The request. Which lines in the entries below contain the string "square"? Copy every such line, matching case exactly.

## Start

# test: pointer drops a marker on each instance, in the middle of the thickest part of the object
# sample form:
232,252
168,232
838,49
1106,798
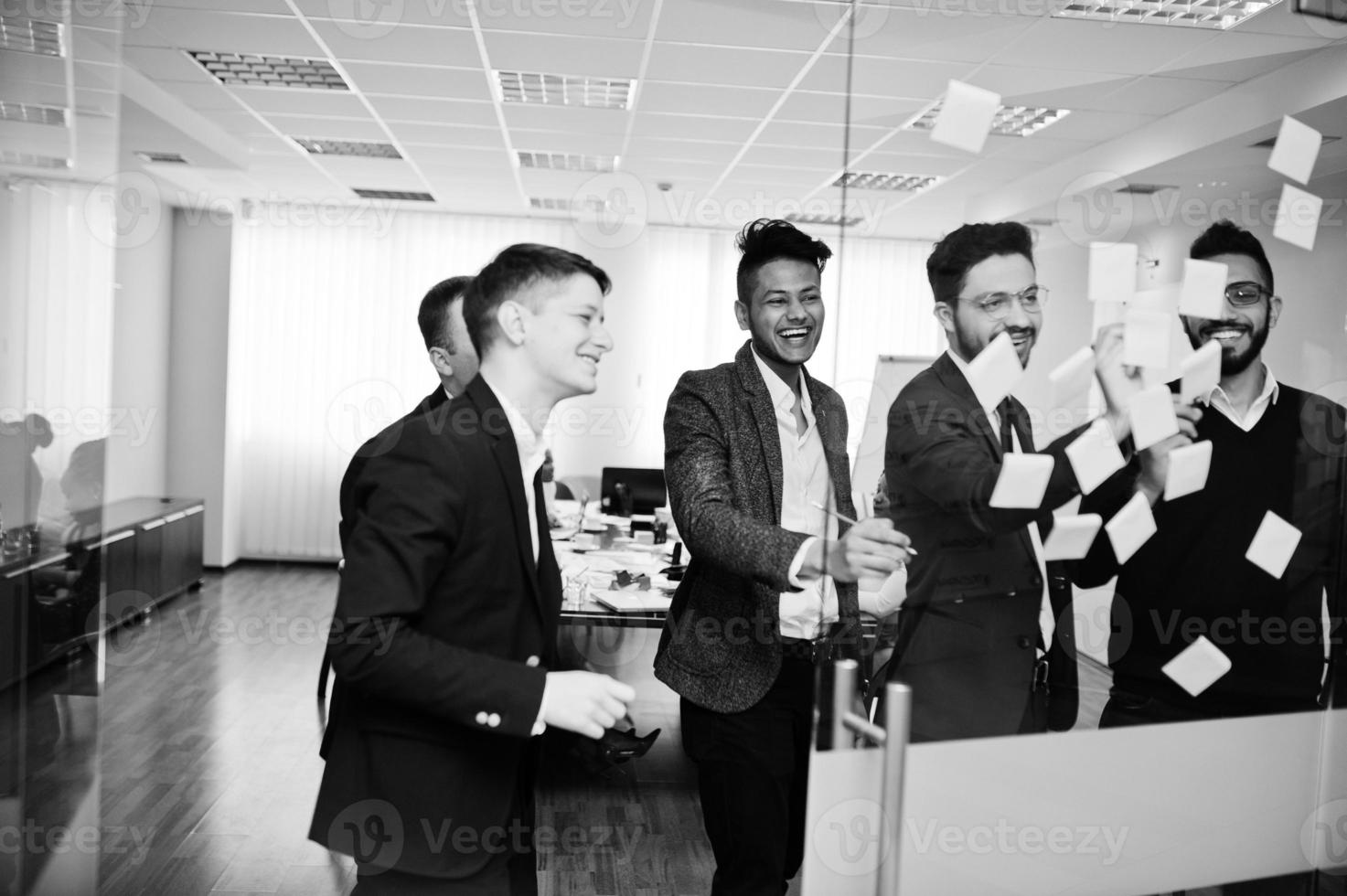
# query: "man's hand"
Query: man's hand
1155,460
1118,381
585,702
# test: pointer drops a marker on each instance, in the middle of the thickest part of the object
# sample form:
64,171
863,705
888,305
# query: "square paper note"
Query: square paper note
1198,667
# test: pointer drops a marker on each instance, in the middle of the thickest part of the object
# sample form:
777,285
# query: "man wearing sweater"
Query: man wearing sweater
1275,449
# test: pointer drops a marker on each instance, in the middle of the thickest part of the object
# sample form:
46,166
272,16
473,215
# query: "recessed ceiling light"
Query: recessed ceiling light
252,70
1010,122
1190,14
566,161
358,148
33,36
30,161
563,90
880,181
28,113
406,196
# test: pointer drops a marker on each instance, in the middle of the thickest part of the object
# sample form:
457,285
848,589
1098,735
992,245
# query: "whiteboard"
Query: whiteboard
891,373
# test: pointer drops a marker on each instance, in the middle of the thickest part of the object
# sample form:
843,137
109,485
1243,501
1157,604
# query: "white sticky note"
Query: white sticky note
965,117
1113,272
1188,469
1094,455
1273,545
1298,218
1203,289
1296,150
1130,527
1071,537
1198,667
1073,376
1022,481
996,371
1201,371
1152,412
1145,338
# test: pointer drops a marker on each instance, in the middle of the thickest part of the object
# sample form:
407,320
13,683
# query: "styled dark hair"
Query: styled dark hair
769,239
1224,238
958,252
433,315
513,271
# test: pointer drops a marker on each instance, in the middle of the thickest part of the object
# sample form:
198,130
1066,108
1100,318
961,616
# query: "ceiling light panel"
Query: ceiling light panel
561,90
30,113
31,36
566,161
350,148
251,70
1185,14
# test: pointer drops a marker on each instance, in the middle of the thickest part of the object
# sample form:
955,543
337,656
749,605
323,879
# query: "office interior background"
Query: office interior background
216,269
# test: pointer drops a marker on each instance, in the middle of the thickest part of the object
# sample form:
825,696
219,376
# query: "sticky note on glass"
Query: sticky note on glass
1145,338
1022,481
1071,537
1198,667
1201,371
1152,412
1296,150
1113,272
1094,455
1073,376
1273,545
1298,218
965,117
1203,293
1130,527
996,371
1188,469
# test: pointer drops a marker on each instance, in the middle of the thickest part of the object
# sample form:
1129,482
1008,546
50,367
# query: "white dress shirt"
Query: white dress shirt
805,477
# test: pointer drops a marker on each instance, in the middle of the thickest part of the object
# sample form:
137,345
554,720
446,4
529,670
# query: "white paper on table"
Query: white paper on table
1296,150
1188,469
1071,537
1198,667
1298,218
965,117
1022,481
1201,371
1273,545
1094,455
1073,376
996,371
1130,527
1145,338
1113,272
1203,289
1152,414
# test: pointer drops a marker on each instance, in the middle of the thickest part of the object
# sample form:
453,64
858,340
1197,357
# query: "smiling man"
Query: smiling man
976,631
751,449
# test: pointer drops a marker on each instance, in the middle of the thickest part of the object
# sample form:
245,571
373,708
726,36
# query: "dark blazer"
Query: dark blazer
722,463
442,634
968,628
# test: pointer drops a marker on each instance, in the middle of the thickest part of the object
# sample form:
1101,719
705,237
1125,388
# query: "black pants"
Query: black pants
752,771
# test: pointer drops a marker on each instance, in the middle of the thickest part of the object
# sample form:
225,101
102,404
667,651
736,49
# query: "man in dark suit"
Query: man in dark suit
749,448
971,639
447,608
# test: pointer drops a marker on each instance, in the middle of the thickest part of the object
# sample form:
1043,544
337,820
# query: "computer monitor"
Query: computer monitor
647,486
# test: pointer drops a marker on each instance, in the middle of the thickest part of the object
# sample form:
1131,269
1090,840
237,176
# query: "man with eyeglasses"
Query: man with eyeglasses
1273,449
977,627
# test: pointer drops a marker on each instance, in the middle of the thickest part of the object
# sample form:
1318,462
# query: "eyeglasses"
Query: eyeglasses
997,304
1247,293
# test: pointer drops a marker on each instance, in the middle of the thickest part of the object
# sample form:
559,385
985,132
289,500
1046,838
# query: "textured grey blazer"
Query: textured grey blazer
722,463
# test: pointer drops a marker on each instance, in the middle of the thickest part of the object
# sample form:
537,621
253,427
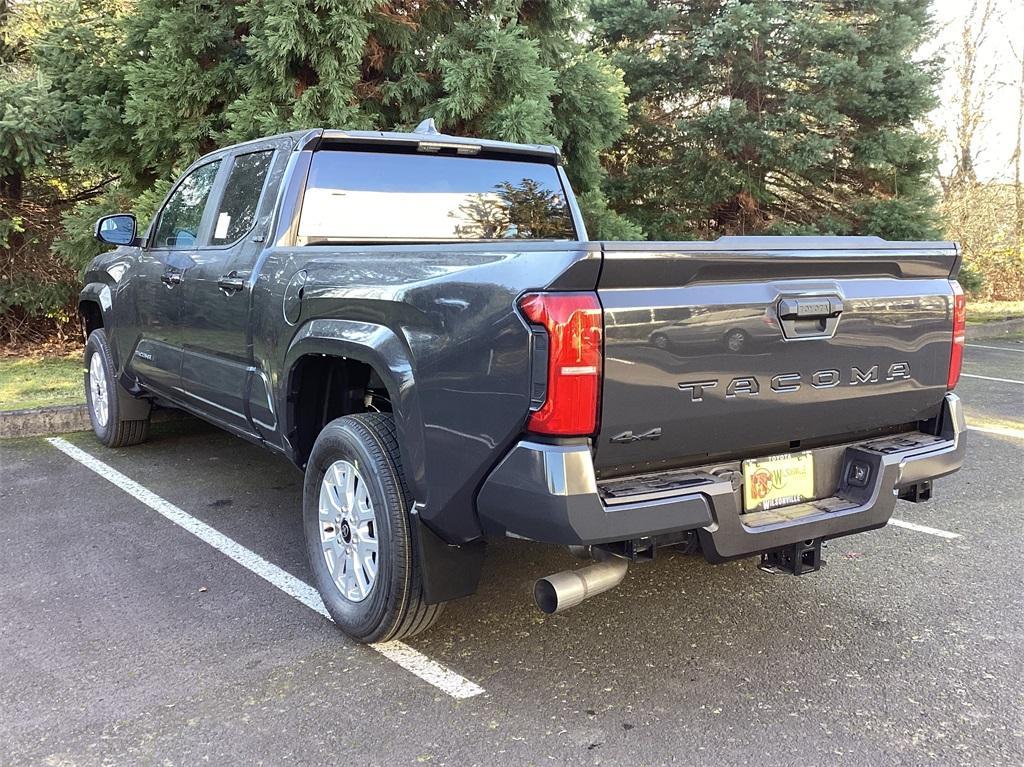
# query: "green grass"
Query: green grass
34,382
986,311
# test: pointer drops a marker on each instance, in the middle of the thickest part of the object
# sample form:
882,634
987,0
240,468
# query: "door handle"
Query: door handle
810,308
231,283
812,316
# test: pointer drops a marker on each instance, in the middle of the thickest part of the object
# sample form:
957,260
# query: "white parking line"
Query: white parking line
399,652
995,348
1000,430
989,378
923,528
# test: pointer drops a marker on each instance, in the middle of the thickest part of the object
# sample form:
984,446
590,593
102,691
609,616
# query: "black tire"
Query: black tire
393,608
116,431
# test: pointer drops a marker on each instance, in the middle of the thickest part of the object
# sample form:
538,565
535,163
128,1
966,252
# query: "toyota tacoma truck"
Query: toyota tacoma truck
420,323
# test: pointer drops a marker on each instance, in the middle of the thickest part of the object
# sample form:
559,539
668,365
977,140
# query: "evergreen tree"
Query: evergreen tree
175,78
768,116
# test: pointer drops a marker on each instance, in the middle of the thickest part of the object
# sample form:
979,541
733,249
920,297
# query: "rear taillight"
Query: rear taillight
573,326
960,329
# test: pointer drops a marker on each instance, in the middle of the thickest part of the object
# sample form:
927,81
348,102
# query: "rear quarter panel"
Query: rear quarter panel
453,310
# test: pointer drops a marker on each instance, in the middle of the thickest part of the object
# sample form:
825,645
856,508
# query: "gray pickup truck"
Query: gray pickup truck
420,323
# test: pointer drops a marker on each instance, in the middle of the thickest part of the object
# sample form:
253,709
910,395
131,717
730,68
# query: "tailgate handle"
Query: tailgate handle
815,316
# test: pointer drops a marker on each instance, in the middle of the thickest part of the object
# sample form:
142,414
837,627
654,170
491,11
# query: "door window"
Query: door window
180,219
237,211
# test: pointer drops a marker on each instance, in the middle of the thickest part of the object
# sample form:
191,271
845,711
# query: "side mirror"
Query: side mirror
117,229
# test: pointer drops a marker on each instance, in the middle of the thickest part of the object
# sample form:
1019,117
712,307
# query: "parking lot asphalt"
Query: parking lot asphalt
126,639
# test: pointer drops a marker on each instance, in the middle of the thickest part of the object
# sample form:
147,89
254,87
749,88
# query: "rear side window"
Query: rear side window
181,216
237,211
377,197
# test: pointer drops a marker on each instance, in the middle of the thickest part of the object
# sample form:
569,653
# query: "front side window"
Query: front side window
377,197
181,216
237,211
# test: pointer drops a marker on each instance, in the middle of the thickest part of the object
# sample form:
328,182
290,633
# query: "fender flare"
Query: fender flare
97,293
131,408
387,354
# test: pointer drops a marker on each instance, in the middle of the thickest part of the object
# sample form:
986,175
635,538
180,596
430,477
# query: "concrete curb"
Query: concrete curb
61,419
39,421
993,330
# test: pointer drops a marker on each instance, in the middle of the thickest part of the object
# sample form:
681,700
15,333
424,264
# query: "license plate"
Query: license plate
777,480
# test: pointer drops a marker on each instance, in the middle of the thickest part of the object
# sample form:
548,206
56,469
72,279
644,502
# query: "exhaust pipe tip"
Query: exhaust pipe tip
568,588
546,596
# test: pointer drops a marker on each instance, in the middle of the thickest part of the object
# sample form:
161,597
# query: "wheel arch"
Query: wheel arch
386,356
93,306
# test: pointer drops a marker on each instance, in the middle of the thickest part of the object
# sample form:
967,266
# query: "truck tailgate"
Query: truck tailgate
755,345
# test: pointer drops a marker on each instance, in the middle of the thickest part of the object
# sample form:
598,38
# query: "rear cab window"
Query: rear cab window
237,211
374,197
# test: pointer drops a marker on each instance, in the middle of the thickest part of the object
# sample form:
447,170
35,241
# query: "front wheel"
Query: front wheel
355,516
101,395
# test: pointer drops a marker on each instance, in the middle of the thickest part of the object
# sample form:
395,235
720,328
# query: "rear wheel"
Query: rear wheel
355,515
101,396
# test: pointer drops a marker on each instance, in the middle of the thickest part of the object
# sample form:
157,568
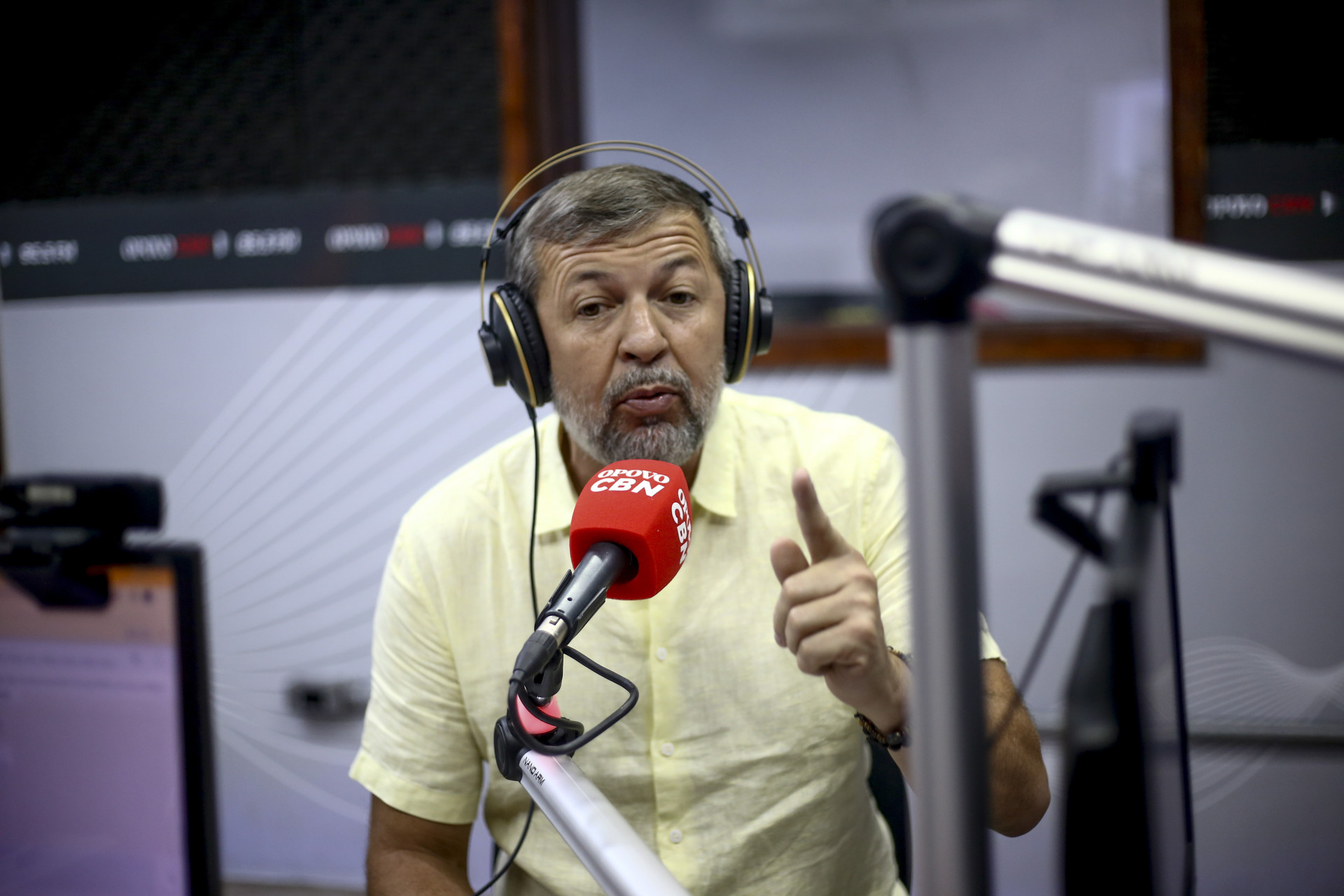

## End

Answer for this exercise.
# query: "square paper note"
Query: square paper note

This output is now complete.